● Written instruction
Locate each line in the records below that contains the word "sneaker", with case counting, and copy every such line.
....
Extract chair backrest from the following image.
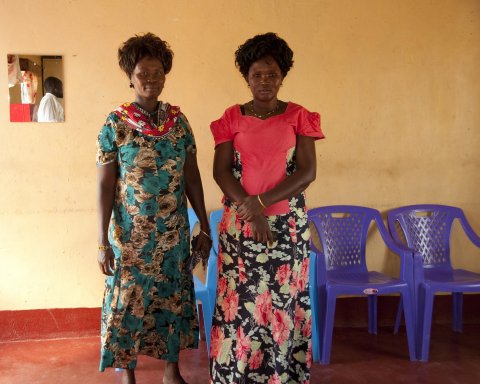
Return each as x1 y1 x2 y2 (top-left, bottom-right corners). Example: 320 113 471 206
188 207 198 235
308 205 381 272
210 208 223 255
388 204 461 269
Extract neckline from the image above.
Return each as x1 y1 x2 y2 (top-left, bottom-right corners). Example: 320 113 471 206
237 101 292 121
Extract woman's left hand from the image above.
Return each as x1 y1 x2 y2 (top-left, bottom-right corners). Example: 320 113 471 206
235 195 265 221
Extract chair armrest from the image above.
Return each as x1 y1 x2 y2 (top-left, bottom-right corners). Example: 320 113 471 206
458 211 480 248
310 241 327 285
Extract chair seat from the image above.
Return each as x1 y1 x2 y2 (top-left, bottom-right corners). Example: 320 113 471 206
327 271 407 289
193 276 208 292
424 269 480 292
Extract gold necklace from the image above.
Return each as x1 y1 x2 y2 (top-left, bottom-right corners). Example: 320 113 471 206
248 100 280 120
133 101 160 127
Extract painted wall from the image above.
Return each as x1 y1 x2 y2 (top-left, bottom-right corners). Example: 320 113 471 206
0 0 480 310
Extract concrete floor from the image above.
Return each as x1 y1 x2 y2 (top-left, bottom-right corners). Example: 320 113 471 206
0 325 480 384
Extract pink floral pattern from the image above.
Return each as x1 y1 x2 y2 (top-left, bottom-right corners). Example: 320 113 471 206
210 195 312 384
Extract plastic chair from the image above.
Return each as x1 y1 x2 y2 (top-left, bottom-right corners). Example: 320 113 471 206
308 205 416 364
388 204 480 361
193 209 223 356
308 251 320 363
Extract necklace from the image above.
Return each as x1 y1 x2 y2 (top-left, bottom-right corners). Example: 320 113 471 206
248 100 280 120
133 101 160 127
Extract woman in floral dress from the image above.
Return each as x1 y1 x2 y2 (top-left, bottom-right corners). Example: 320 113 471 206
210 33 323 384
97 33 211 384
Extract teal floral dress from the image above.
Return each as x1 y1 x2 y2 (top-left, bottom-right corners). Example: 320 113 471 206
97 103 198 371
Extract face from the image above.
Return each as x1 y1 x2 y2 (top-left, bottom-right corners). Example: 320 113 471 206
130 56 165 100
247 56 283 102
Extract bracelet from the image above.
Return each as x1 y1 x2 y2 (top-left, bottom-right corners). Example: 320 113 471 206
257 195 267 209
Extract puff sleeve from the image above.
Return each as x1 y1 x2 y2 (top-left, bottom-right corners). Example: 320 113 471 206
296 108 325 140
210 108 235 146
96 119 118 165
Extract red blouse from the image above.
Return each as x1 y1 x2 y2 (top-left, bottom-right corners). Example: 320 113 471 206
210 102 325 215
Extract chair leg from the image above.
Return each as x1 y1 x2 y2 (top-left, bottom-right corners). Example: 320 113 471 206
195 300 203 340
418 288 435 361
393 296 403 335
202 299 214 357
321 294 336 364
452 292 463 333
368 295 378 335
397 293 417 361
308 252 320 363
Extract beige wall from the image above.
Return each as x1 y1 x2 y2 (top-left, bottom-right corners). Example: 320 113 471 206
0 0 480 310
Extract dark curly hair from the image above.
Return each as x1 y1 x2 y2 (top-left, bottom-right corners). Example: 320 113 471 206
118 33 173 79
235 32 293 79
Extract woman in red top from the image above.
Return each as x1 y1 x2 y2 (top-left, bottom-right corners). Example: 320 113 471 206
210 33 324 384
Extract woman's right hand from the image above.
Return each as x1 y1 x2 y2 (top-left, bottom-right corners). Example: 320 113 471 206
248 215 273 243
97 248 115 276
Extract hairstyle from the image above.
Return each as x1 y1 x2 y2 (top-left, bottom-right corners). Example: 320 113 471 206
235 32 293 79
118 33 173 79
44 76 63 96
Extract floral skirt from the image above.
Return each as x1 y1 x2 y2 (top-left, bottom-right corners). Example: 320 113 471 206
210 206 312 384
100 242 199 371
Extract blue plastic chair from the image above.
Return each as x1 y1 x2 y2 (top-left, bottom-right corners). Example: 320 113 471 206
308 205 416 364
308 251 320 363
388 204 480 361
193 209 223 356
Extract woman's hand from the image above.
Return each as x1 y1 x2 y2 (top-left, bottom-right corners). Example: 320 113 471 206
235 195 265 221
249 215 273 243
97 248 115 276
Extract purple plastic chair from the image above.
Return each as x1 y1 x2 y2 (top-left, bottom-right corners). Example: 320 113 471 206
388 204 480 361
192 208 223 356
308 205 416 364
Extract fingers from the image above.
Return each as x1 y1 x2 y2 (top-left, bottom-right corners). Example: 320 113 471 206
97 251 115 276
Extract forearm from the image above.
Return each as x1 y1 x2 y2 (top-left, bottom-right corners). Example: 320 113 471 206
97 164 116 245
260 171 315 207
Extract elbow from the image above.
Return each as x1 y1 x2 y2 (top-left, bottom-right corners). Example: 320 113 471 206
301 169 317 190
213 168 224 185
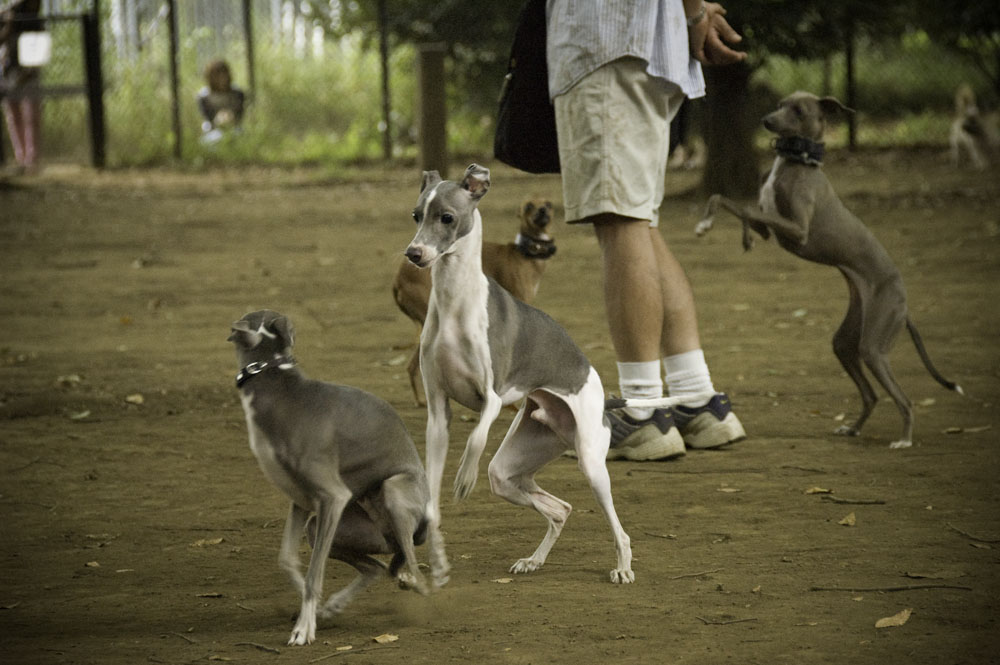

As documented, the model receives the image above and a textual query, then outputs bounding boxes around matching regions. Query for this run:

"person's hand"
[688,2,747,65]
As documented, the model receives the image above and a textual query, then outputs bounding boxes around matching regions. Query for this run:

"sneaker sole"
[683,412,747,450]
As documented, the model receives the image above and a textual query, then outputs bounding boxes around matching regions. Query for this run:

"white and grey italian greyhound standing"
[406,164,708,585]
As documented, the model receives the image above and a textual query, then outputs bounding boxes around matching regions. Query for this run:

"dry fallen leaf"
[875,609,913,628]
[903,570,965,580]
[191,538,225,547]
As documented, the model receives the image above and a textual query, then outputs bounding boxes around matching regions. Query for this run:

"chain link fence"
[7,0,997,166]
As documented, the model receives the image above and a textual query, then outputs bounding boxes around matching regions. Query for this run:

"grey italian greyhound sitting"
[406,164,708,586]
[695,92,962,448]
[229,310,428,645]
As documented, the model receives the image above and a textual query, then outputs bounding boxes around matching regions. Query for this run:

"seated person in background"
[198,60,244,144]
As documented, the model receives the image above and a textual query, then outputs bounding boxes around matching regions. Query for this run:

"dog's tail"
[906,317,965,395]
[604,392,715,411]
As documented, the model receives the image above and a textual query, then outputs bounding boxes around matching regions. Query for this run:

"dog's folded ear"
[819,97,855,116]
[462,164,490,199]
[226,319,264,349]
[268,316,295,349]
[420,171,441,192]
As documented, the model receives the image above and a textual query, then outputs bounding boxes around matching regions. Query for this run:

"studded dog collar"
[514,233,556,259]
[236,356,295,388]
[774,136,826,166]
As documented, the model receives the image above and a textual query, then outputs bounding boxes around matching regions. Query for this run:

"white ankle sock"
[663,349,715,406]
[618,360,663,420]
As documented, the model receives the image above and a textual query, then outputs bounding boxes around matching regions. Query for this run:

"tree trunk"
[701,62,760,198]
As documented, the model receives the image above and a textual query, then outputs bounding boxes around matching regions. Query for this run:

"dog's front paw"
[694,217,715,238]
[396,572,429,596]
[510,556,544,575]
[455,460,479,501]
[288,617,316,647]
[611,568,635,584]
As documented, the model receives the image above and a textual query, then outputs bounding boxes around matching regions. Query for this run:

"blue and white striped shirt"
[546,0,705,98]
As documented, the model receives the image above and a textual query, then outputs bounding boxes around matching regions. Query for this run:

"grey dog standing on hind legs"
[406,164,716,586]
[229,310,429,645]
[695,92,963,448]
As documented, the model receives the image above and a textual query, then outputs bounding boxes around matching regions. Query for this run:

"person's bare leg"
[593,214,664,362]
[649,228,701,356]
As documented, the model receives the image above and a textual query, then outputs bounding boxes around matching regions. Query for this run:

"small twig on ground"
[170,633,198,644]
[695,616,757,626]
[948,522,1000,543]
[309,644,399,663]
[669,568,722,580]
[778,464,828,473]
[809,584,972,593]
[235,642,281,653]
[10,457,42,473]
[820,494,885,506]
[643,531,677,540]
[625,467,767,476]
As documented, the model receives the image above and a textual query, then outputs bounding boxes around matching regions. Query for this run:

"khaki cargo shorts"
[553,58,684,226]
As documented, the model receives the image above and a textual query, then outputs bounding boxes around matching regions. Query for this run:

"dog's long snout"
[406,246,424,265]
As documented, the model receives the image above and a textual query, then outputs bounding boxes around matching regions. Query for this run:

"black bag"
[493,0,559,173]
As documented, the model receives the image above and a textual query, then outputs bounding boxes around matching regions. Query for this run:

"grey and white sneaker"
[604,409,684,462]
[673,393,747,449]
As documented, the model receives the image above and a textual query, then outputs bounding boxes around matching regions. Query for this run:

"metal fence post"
....
● In response
"sneaker sole"
"grey and white sneaker"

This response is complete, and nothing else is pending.